___ Source data ___

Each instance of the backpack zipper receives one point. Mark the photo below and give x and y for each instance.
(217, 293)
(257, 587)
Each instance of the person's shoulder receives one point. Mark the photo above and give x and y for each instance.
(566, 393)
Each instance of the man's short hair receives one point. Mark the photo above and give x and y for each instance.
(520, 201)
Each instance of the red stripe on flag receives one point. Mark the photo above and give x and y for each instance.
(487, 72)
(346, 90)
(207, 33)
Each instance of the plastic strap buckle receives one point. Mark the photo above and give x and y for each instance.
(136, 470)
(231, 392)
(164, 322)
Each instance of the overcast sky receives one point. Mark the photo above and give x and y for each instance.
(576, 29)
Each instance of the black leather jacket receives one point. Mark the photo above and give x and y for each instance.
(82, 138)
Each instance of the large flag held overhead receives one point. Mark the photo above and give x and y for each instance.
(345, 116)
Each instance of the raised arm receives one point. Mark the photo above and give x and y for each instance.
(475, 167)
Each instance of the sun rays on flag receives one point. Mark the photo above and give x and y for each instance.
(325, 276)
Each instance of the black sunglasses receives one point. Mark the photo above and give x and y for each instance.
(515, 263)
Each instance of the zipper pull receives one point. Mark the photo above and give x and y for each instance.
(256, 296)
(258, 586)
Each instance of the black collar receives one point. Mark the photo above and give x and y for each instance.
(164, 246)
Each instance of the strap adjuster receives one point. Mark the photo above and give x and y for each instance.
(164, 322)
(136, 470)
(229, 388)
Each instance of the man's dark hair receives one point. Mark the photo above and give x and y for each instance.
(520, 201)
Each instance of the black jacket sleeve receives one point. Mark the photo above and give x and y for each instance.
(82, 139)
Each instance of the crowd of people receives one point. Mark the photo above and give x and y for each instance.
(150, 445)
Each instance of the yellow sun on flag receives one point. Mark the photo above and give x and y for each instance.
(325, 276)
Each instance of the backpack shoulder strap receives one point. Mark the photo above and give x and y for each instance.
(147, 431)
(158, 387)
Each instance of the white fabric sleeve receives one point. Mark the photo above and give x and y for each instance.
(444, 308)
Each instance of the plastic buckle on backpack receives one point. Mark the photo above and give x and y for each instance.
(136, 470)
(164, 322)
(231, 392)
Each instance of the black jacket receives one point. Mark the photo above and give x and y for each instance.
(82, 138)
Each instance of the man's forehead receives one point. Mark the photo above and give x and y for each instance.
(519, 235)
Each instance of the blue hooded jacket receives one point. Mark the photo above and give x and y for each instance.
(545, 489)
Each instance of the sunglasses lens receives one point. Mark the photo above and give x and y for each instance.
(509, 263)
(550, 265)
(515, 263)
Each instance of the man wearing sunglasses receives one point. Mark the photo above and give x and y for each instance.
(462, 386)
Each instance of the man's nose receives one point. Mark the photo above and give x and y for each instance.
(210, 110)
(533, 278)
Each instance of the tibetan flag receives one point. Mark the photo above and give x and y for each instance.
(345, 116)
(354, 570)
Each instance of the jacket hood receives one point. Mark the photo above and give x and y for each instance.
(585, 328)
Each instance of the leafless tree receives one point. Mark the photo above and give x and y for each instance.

___

Restate each record exactly as written.

# Reply:
Each instance of the backpack zipper receives one point. Mark the photo below and give x and y for each instance.
(217, 293)
(257, 587)
Each instance of the person's shoulder receives one point. Mark the photo above and give x and y for each instance.
(566, 393)
Each instance of the man's short hair receives one point. Mark the photo above and give x and y for each instance.
(520, 201)
Each instance of the red stripe on flag receives one point. Mark the photo above and give x and y for each instance.
(487, 72)
(346, 90)
(207, 33)
Each instance of the plastic strap buckle receives one point. Mark the photo above and give x and y for each instance.
(136, 470)
(231, 392)
(164, 322)
Each instance of the overcast sky receives one point. Mark the photo above and give x and y for each instance.
(576, 29)
Each instance of the black leather jacket receives one point. Mark the photo above and give x and y for each instance.
(82, 138)
Each instance of the large flag held overhead receives one point. Mark the photo above and give x and y for each instance.
(345, 116)
Each instance of the raised arm receives one point. Mark the photo above and give x and y for each instance.
(475, 167)
Each instance of the sun rays on flag receives one point. Mark the photo above and give x and y for each instance.
(325, 276)
Each instance of the black sunglasses receives one point. Mark the photo above and give x and y for each instance.
(515, 263)
Each instance of the zipper pull receives one point. Mark the photo above and give x and y for each instance.
(256, 296)
(258, 586)
Each instance of the black collar receives one point. Mark the photo above and give x and y for each instance.
(164, 246)
Each instance of the strap adjuster receives one point. Mark the photo above and give x and y for each instance.
(164, 322)
(136, 470)
(229, 388)
Each instance of the man's dark hair receives one point. Mark the photo above and give x and y for each instance.
(520, 201)
Each instance of the black jacket sleeve receives one point. Mark the photo above and give x and y for each instance.
(82, 139)
Each instance of the crowd of people receives one point. Mark the photo above and give x and y for each instance.
(150, 445)
Each instance of the yellow sun on flag receives one point. Mark the photo above and give x and y for each instance.
(325, 276)
Each instance of the backpack shoulder strap receives one point. Mark the photo above and give x and y for each instance.
(147, 431)
(158, 387)
Each instance of the white fabric sleeve receives one point. Mark the photo above and give x and y for each instance.
(444, 308)
Each instance of the plastic buckle on backpack receives one point. Mark the photo above and give x and y for each instance.
(136, 470)
(164, 322)
(231, 392)
Each instance of the black jacket receives one point. Mark the photo above and give x and y for each instance.
(82, 138)
Each instance of the man's forehead receives one point. Mark the photo above and give x and y for each instance.
(519, 235)
Each instance of the blue hooded jacket receives one point. Mark the photo above and give x and y for each instance.
(545, 489)
Each instance of the sunglasses lens receives one point. Mark the photo above and give x and y for each instance.
(509, 263)
(550, 265)
(515, 263)
Each instance of the man wearing sunglasses receives one point. Mark the photo above and give x and y for each instance.
(462, 386)
Each instance of the man's nose receives one point. Mark the photo above and give x and y for each instance.
(210, 110)
(533, 278)
Each instance of the tibetan flag receives one point. Mark the photo above and give x and y for each instance.
(345, 116)
(354, 570)
Each instance of the jacket hood receives one point. Mark the photo above and give x and y for each instance.
(585, 328)
Each instance of the leafless tree receives one point. Mark the photo above and give x and y for each instance.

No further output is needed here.